# What you should do:
Find every line in the records below that contains the word "young" and copy each one out. Case counts.

# Records shown:
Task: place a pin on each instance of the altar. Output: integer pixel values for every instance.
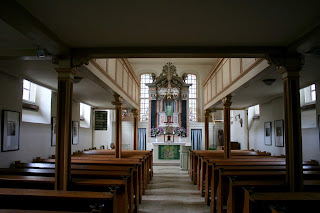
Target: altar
(169, 121)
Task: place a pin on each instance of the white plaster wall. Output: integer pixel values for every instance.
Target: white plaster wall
(35, 138)
(238, 133)
(270, 111)
(104, 137)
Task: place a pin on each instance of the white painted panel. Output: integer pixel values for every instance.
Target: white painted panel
(226, 73)
(119, 74)
(219, 81)
(133, 91)
(213, 86)
(127, 135)
(130, 86)
(205, 92)
(102, 62)
(125, 81)
(209, 90)
(112, 68)
(247, 62)
(235, 68)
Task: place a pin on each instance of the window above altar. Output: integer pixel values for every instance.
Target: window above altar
(144, 96)
(192, 79)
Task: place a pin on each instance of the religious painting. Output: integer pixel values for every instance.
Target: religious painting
(75, 132)
(169, 152)
(53, 131)
(268, 133)
(10, 130)
(278, 126)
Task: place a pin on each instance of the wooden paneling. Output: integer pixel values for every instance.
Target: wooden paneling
(235, 68)
(225, 73)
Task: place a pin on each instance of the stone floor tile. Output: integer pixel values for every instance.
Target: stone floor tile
(171, 191)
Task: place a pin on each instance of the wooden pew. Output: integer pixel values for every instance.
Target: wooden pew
(111, 162)
(125, 153)
(256, 202)
(76, 201)
(137, 183)
(81, 184)
(270, 173)
(132, 181)
(212, 178)
(236, 189)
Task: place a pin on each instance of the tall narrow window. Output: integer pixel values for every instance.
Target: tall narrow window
(309, 93)
(29, 91)
(192, 79)
(144, 99)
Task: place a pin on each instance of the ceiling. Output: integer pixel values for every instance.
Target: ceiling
(99, 23)
(175, 61)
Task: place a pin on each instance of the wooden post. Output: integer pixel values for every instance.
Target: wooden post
(292, 129)
(206, 128)
(226, 116)
(289, 66)
(64, 125)
(135, 129)
(118, 136)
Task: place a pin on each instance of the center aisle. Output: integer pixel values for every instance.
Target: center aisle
(172, 191)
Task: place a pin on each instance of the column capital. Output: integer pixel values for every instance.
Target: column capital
(207, 113)
(66, 72)
(135, 112)
(71, 61)
(287, 63)
(117, 102)
(226, 101)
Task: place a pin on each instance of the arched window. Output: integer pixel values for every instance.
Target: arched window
(192, 79)
(144, 96)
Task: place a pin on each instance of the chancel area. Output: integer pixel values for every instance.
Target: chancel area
(166, 107)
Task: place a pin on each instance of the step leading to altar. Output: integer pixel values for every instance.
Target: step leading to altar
(175, 153)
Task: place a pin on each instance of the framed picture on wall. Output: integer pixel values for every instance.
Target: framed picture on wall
(279, 133)
(10, 130)
(53, 131)
(75, 132)
(268, 133)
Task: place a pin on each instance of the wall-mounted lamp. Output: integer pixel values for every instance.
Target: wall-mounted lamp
(269, 82)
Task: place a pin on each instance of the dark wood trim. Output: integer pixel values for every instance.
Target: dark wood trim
(179, 52)
(308, 107)
(30, 106)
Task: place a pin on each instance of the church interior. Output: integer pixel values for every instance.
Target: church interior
(159, 107)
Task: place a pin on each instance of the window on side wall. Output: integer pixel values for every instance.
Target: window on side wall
(192, 79)
(29, 96)
(144, 96)
(85, 115)
(308, 96)
(36, 107)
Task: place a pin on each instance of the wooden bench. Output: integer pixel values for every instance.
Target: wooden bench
(211, 178)
(41, 182)
(236, 190)
(256, 202)
(224, 174)
(75, 201)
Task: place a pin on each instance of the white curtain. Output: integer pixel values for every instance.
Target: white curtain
(196, 138)
(142, 136)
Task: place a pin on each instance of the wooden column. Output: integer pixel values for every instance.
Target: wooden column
(292, 128)
(64, 125)
(206, 128)
(118, 136)
(226, 116)
(135, 129)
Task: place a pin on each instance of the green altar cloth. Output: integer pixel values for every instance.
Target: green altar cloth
(169, 152)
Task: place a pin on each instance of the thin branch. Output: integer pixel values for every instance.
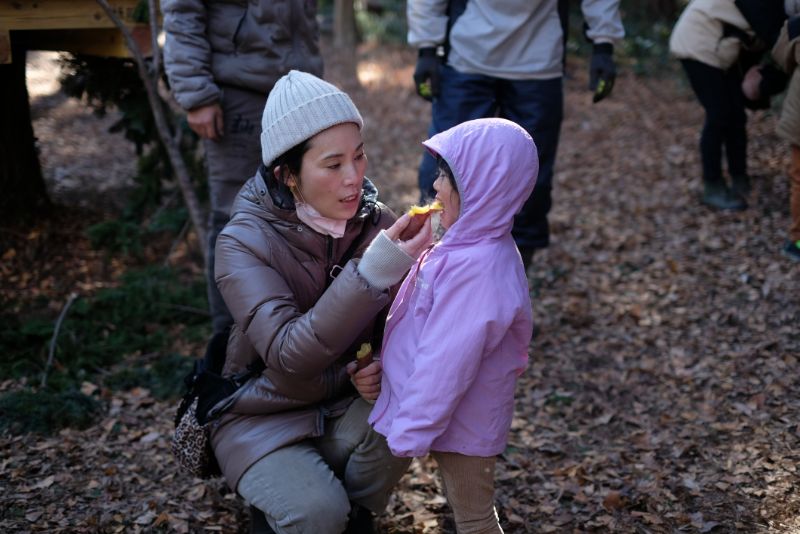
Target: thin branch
(163, 127)
(52, 351)
(151, 4)
(188, 309)
(177, 240)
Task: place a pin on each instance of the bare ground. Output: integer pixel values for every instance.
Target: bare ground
(661, 393)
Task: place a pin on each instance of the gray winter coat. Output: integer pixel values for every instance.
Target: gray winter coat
(271, 270)
(244, 43)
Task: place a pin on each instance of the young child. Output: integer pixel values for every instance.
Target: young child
(787, 54)
(458, 330)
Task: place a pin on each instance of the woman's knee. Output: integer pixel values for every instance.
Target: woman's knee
(325, 512)
(321, 512)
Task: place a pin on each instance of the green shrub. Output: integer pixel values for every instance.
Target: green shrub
(46, 412)
(98, 332)
(163, 377)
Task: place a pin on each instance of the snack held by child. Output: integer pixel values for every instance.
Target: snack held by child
(458, 332)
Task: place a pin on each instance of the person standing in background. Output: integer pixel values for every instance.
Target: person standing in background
(787, 54)
(222, 58)
(717, 41)
(487, 58)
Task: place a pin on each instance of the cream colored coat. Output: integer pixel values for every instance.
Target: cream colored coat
(787, 54)
(698, 34)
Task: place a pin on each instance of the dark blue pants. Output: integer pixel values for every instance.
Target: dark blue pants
(720, 94)
(536, 105)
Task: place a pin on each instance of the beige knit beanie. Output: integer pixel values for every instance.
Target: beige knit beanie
(300, 106)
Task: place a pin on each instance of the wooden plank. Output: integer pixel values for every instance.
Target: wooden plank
(61, 14)
(49, 21)
(96, 41)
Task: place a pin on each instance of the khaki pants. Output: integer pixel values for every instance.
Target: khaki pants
(469, 487)
(794, 194)
(307, 487)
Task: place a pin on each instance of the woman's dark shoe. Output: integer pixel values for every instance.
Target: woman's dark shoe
(740, 184)
(792, 250)
(361, 521)
(718, 195)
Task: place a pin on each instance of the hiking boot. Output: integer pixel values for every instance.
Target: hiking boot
(258, 522)
(718, 195)
(740, 184)
(792, 250)
(361, 521)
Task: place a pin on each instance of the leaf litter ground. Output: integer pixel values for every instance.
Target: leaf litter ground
(661, 391)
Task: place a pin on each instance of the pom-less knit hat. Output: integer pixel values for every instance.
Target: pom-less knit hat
(299, 107)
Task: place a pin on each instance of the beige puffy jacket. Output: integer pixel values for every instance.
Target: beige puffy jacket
(699, 33)
(786, 53)
(271, 270)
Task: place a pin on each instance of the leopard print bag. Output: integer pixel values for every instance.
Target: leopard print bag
(191, 445)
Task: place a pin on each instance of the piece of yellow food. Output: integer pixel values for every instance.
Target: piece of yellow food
(422, 210)
(363, 356)
(364, 351)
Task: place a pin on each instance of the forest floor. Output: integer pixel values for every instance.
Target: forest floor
(661, 394)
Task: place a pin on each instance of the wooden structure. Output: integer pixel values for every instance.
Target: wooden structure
(77, 26)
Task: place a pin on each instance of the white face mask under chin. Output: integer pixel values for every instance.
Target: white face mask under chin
(319, 223)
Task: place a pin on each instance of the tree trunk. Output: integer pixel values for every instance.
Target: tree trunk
(344, 35)
(25, 194)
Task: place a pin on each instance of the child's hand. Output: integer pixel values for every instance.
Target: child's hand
(367, 381)
(412, 234)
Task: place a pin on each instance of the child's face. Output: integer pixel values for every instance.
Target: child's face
(448, 196)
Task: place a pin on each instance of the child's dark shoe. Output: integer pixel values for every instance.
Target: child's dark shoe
(361, 521)
(792, 250)
(740, 184)
(717, 195)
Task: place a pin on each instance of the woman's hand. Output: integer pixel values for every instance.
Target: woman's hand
(206, 121)
(412, 234)
(367, 381)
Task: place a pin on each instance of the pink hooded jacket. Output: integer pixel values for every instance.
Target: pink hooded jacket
(458, 331)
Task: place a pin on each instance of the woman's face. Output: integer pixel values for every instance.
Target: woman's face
(332, 172)
(448, 196)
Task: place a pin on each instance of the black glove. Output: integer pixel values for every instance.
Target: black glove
(426, 73)
(602, 71)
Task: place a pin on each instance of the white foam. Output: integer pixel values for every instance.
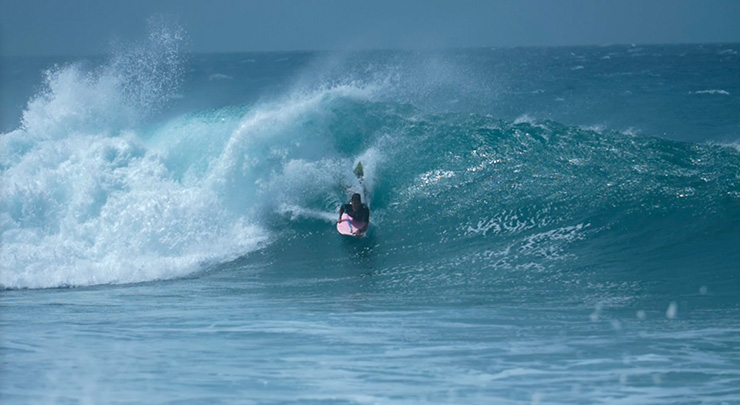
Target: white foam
(711, 91)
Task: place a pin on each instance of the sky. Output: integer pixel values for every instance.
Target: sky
(85, 27)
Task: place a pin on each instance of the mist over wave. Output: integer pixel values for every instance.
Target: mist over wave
(100, 188)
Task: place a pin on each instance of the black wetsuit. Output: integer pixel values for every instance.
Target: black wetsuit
(362, 215)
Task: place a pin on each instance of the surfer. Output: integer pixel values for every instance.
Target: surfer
(359, 212)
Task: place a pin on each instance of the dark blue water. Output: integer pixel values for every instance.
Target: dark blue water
(549, 225)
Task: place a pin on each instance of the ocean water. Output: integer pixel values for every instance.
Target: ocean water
(549, 225)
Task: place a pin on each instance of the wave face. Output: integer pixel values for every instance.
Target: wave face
(101, 187)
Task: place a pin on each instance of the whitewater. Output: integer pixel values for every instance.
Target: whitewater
(549, 225)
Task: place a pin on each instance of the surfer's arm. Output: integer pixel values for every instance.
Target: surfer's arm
(364, 227)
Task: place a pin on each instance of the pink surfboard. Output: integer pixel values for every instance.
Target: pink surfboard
(348, 227)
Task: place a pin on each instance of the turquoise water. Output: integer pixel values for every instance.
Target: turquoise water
(549, 225)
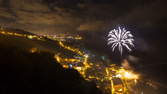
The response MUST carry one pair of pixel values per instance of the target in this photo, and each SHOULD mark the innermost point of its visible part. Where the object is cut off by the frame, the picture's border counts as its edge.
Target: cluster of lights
(107, 73)
(110, 72)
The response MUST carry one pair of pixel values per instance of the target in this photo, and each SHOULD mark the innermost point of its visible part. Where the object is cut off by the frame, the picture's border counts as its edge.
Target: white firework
(120, 38)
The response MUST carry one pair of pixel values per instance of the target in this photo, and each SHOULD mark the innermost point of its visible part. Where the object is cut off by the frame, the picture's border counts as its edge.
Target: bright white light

# Written solution:
Task: place a pin on each instance of the young child. Output: integer pixel values for every instance.
Target: young child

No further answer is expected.